- _EXERCISE DESCRIPTION_: Reproduce only the lines of the material below that start at the line containing "Target: bare background tree" and stop at the line containing "Target: palm tree". Keep both end lines.

DATA TO PROCESS section start

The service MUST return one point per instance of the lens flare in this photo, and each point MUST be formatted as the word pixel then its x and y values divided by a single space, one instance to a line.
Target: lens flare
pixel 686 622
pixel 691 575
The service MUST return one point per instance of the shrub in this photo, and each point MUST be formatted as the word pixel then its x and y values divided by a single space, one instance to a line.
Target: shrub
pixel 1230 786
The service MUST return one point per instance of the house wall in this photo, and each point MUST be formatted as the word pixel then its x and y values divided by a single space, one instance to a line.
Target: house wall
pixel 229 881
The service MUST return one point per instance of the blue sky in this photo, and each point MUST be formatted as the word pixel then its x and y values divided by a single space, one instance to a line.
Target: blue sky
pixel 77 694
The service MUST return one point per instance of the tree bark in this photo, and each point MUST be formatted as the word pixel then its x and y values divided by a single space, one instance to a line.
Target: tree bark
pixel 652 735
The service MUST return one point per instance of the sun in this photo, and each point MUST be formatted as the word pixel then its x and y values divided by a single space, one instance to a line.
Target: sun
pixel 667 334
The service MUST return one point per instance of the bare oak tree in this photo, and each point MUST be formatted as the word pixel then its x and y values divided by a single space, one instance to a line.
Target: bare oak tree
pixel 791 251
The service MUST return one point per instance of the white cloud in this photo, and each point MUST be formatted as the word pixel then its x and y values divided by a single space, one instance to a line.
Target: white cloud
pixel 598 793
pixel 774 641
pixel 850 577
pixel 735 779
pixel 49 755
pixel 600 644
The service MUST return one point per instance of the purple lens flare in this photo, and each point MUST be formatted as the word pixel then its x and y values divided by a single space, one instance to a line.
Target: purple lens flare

DATA TO PROCESS section end
DATA TO PROCESS section start

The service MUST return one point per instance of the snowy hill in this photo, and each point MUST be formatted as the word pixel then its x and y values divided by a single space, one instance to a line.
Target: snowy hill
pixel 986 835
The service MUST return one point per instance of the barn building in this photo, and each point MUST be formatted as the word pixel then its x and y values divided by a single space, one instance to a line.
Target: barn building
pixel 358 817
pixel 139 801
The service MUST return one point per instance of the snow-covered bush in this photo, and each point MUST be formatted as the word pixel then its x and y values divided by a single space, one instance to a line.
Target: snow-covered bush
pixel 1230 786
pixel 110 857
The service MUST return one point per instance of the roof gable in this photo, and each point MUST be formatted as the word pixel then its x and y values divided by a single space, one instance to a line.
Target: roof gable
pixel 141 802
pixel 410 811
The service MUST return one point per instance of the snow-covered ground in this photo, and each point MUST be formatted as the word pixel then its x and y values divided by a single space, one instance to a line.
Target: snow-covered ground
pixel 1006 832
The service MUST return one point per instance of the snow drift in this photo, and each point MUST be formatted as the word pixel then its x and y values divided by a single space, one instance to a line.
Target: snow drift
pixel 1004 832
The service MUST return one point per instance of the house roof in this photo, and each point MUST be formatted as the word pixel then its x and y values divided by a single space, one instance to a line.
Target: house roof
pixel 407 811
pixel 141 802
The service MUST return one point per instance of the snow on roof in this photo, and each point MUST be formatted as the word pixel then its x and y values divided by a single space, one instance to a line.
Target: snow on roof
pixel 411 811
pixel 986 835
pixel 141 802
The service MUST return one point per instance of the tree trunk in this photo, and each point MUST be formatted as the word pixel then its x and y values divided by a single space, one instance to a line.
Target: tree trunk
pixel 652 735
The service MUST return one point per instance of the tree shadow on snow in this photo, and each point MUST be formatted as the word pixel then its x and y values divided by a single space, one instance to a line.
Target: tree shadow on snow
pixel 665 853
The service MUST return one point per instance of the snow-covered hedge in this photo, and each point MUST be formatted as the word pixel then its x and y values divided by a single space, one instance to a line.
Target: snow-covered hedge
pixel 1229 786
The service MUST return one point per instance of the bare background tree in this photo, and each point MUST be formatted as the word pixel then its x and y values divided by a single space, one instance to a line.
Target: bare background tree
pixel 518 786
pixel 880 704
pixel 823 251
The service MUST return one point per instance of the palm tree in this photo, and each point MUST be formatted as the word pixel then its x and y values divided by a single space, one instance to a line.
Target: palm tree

DATA TO PROCESS section end
DATA TO PROCESS section start

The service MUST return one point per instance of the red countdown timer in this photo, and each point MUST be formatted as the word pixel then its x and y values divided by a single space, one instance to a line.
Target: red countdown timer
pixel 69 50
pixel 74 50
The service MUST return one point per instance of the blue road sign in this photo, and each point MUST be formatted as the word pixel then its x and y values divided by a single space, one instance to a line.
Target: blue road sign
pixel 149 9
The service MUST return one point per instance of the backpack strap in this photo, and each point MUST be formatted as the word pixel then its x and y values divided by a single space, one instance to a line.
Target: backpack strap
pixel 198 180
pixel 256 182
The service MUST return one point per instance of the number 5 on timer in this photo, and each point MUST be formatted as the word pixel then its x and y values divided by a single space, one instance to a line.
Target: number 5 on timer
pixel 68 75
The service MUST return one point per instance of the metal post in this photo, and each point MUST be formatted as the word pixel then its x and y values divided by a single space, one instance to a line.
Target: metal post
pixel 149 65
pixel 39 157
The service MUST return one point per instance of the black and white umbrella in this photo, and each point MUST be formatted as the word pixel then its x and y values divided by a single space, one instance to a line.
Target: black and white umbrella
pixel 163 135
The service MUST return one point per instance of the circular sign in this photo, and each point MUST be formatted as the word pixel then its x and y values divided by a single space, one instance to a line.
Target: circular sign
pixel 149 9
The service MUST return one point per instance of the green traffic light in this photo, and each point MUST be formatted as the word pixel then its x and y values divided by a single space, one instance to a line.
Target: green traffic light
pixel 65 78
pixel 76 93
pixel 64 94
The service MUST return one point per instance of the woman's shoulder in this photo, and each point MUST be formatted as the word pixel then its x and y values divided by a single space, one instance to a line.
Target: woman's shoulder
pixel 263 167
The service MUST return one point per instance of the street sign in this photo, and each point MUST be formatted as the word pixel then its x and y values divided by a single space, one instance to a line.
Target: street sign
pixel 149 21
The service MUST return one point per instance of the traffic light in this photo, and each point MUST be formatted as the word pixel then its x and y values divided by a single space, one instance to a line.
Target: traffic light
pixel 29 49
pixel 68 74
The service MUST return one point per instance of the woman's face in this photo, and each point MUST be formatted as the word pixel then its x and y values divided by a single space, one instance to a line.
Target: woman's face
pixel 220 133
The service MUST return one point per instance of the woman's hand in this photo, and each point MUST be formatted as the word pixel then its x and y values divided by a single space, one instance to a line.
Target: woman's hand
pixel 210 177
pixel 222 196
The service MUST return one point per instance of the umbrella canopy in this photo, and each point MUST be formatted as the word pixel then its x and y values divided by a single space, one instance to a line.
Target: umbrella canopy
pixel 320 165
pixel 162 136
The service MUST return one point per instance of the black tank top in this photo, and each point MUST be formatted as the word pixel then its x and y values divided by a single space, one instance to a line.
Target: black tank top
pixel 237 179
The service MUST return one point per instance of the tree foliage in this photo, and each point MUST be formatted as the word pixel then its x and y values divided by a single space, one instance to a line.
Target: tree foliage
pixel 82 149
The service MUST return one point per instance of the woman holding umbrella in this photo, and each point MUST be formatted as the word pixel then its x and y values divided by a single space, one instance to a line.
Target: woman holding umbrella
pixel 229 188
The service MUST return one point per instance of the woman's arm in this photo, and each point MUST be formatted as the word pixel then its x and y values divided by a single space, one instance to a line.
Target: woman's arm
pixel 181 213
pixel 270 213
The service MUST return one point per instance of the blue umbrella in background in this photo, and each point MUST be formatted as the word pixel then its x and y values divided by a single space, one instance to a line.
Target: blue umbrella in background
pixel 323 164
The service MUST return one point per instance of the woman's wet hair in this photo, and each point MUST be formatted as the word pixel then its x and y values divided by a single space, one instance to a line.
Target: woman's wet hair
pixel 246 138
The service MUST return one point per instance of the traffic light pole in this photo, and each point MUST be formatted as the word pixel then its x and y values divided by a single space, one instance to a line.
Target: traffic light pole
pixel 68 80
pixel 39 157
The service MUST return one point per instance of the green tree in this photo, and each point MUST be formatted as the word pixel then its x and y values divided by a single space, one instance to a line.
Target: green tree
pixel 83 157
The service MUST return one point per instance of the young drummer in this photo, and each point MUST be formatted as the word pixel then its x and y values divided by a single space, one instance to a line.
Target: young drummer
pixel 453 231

DATA TO PROCESS section end

- _OUTPUT FOR THIS EXERCISE_:
Target: bare background tree
pixel 518 786
pixel 880 704
pixel 823 251
The service MUST return one point per instance of the palm tree in this photo, and each point MUST be formatted as the word pixel then its x and y values divided by a single space, one instance to a line.
Target: palm tree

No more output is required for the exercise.